Problem details:
Write out every entry below word for word, leaving nothing out.

[Point-per-instance localization data]
########################################

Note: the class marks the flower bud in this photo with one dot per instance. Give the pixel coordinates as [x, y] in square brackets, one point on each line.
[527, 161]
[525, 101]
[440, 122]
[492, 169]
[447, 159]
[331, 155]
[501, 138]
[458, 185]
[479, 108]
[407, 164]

########################################

Problem solution:
Note: the class marks the flower bud in this photo with one dot per instance. Give the pixel coordinates as [x, y] in square brackets, one point on each line.
[527, 161]
[525, 101]
[440, 122]
[492, 169]
[447, 159]
[331, 155]
[501, 138]
[458, 185]
[479, 108]
[407, 164]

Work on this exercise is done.